Excerpt:
————————

I've written tons of stories for my husband, and I can go from start to finish in about two days when writing for him; he's the one that talked me into writing something to post here. Any time I've scribbled something down with intentions of posting it up, though, writer's block does not begin to describe it.
 
Yes, many authors are overwhelmed by the suggestion that just because they can write doesn't mean they can do selling book and cover design and a successful marketing and distribution plan too. These are different skills/talents. And once a publisher has taken a book project up, that publisher has as much a stake in the book as the author does (sometimes more, as prospective authors are knee deep in the corridors and most have day jobs that cover the rent).

You mean some writers think they have to produce cover-art and all that when they go to a hardback publisher? Wow.
 
You mean some writers think they have to produce cover-art and all that when they go to a hardback publisher? Wow.

Some think it at least initially (and almost all try turning in a manuscript designed like the book they want when it isn't even their preogative to design the book--and their files have to be stripped before the book can be set up anyway. I make a lot of money stripping down files). The problem children, though, are the ones who think they can do every function better than the publisher can.
 
Hi DH,

While reading Stieg Larsson's Millenium Trilogy I found myself wishing for less. Good thing the plot was so enthralling or I would've fallen off the rails early on. As it was, I jumped ahead in all three books and discovered the ending before I'd read the middle. What annoyed me was the introduction of every new character with physical descriptions and pages of background details down to age, school, political and career history. I longed to get back to the parts where Salander kicked ass! And it annoyed me that Blomkvist had to screw every female he came across. Maybe that's my judgemental morals getting in the way.

I never had that problem with Stephen King, stories such as 'The Stand' that introduced a huge amount of characters.

As to my own writing - less is definitely more. In the editing stage I'm forever chopping out the adverbs and unnecessary bits. I tend to go on a bit. It's my curse.
 
When do you get to the point of "more is more"?

————————

Provided information:

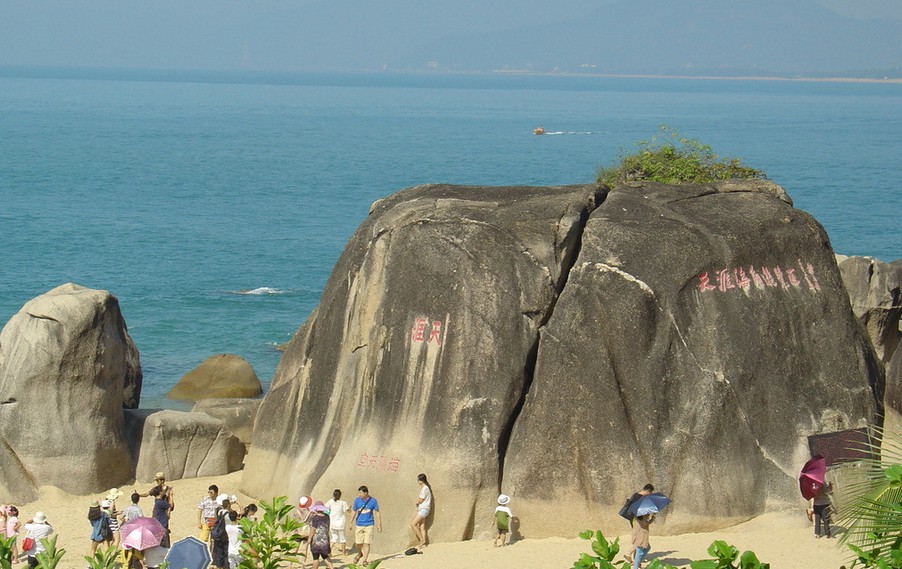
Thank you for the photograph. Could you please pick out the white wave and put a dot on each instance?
(261, 291)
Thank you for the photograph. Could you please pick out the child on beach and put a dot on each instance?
(12, 530)
(640, 540)
(503, 517)
(338, 510)
(320, 545)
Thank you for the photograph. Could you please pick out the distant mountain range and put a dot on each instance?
(689, 37)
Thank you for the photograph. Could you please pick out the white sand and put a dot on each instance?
(783, 539)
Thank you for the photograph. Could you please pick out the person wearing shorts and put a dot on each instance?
(366, 518)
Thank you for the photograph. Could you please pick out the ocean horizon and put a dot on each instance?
(215, 210)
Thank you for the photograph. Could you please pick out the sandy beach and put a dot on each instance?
(783, 539)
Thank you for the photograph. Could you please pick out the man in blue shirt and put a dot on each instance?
(366, 516)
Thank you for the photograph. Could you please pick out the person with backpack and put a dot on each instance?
(503, 517)
(100, 526)
(320, 541)
(218, 534)
(366, 518)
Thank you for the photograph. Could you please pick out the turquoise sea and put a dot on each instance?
(214, 206)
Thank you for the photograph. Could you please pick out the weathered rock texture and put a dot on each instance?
(700, 336)
(414, 360)
(67, 368)
(236, 414)
(703, 334)
(183, 445)
(220, 376)
(875, 291)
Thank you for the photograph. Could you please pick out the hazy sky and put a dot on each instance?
(285, 35)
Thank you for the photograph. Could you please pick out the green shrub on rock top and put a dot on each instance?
(672, 159)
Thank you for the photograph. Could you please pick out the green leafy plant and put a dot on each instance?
(670, 159)
(103, 558)
(871, 504)
(272, 541)
(6, 552)
(50, 557)
(724, 557)
(605, 551)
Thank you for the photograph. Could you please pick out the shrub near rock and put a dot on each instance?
(221, 376)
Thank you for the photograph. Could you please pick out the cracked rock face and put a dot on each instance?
(415, 359)
(67, 369)
(532, 341)
(701, 336)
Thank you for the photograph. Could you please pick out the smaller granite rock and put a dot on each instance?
(236, 414)
(223, 376)
(184, 445)
(875, 292)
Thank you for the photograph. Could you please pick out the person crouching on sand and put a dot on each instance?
(640, 540)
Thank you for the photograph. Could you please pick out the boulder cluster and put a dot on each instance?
(562, 345)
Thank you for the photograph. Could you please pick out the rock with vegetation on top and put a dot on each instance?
(701, 336)
(224, 376)
(67, 369)
(532, 341)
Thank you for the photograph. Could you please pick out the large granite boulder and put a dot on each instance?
(414, 360)
(67, 369)
(181, 444)
(875, 291)
(703, 333)
(221, 376)
(236, 414)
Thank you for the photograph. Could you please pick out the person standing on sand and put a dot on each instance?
(821, 506)
(502, 517)
(423, 507)
(338, 510)
(640, 540)
(37, 529)
(12, 530)
(206, 513)
(366, 517)
(160, 488)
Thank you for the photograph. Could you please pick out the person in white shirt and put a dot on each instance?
(424, 506)
(37, 529)
(234, 532)
(338, 510)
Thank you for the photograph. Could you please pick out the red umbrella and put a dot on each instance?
(811, 479)
(142, 533)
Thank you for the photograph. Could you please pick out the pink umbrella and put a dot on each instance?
(142, 533)
(811, 479)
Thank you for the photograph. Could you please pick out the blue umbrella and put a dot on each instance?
(651, 504)
(189, 553)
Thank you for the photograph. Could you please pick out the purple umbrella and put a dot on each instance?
(142, 533)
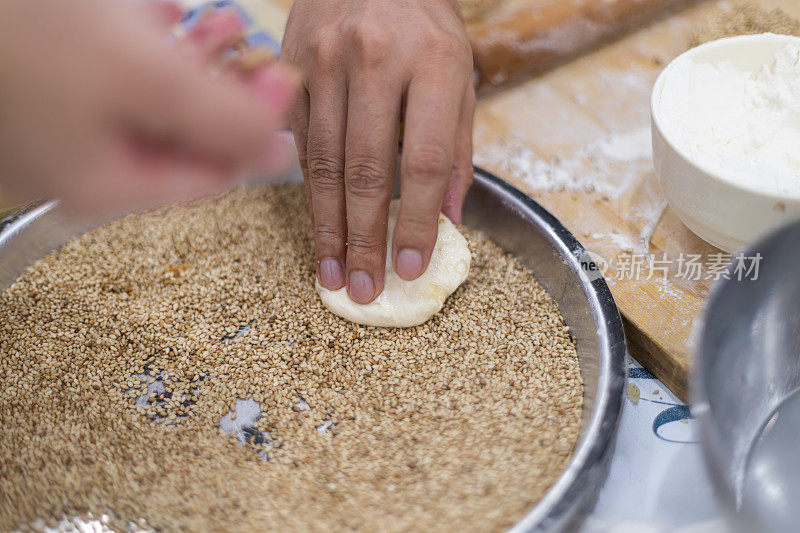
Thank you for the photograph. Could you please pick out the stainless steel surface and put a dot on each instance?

————————

Extend the forum thread on writing and publishing, picking up right after its final line.

More is more seems to be a part of the problem I'm having with my first story. LoL, I submitted it but after posting a couple of paragraphs and having some of my mistakes pointed out, like repetitiveness and long winded run on sentences, I'm hoping it gets rejected so I can rework it. One can only hope...I'm not looking forward to the barrage of insults I'm sure I'm going to get. :(

Some people like allot of imagery and others can't stand it. Some like a wide range of vocabulary, others don't. I've never had any writing classes so I'm pretty much dependent on what can be read on the writer's resource pages. One of the first things I read was, "Show me don't tell me," as well as all the pages on how to make descriptions of various things.

To me this suggests a need for deep imagery - Though granted I went over board in describing my character, but the descriptions of the emotions and sensations I thought were ok if I can learn some control and not just write it all down and go crazy with commas. I think one problem with an area is that it was to girly or flowery to be a primal release - though I was complimented on a couple of things too as far as my orgasm went lol.

I worked to create a elaborate history for my character as well as give her a complex personality - though not so complex you couldn't feel like you know her, or relate to the loneliness which the story was about. To much maybe?

So what do you guys think? Is it better to dole out a nice vivid well worded image for readers, or is it better to lay off the detail a bit?
 
So what do you guys think? Is it better to dole out a nice vivid well worded image for readers, or is it better to lay off the detail a bit?

Depends on the tone of the story, pace and flow, your own particular style, what you're attempting to convey, etc. Taste is subjective, you can never please everyone. There are no set rules, and when there are, somebody clever always finds a way to break them.
 
Depends on the tone of the story, pace and flow, your own particular style, what you're attempting to convey, etc. Taste is subjective, you can never please everyone. There are no set rules, and when there are, somebody clever always finds a way to break them.

OK - The story is about a young Marine's wife who's husband has been over seas for two years in Iraq and is finally coming home. According to the story she is very deeply connected to this Marine - Like at "soul-mates" level. So much so that in the story the wife is in a deeply depressive spiral in her longing and worry for him.

Her character before her husband, was one of those deeply conceded, spoiled brat types that tease all the boys/men and who's only real concern in life is the quality of a handbag or her social status.

Being a young woman married to an older more experienced man, she wants to learn to study ways of pleasing him, since he is her world. She studies sexual techniques via the internet and after some study, she settles on deepthroat as the perfect skill for this. Knowing she needs to learn how to do it before she does it for him she goes out and buys a latex "friend."

Now that is where I try to add some twist to the story. I tried/am trying to add a bit of mystery/mysticism to the mix by suggesting that at least in the character's mind the dildo is some sort of 'voodoo doll" connecting her to her husband and is a way of satisfying his needs from afar. Or has she slipped off her nut and lost her grasp on reality? I kind of want to leave that for the reader to decide. But in the end she learns to give a really naughty, wet, hardcore porn level blowjob on this dildo, losing herself in the carnality of it.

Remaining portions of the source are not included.